**Directions**
Please find every line in the items below that contains the word "provide", treating uppercase and lowercase as different, and copy each of those lines.

**Extracts from a box-labeled dataset**
## begin

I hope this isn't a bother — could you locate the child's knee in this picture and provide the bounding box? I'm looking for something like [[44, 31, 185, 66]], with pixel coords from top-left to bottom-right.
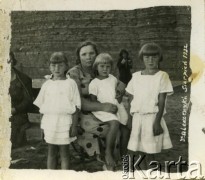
[[109, 120, 120, 129]]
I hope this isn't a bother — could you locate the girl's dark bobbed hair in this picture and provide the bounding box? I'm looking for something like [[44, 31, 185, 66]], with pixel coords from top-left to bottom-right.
[[119, 49, 129, 58], [9, 51, 17, 66], [139, 42, 163, 62], [76, 40, 98, 64]]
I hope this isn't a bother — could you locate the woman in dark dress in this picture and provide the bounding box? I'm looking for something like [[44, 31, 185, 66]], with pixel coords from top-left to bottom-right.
[[117, 49, 132, 84]]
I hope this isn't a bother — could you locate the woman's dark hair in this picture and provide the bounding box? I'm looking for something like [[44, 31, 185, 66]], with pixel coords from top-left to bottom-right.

## end

**Reply**
I hope this isn't a bother — could you locate the child's knee in this picture and provide the bounding box? I'm looking for something like [[44, 31, 185, 66]], with pixel coords from top-left to bottom-right.
I hope this isn't a bother — could you locate the girl's dark bobbed hair in this picture and provide the bounding box? I'm looking for something like [[44, 31, 185, 66]], with pixel coords from top-left to bottom-right.
I hope this isn't a bother — could you locate the woman in dark dress in this picture and provide the bounding box? I'm looking for something like [[44, 31, 185, 66]], with pixel coords from top-left to bottom-right.
I hope this isn't a bother — could you locate the woman's dark hair in this picture and provide the bounding box? I'm looking for something like [[44, 31, 185, 66]], with pixel coords from top-left to bottom-right.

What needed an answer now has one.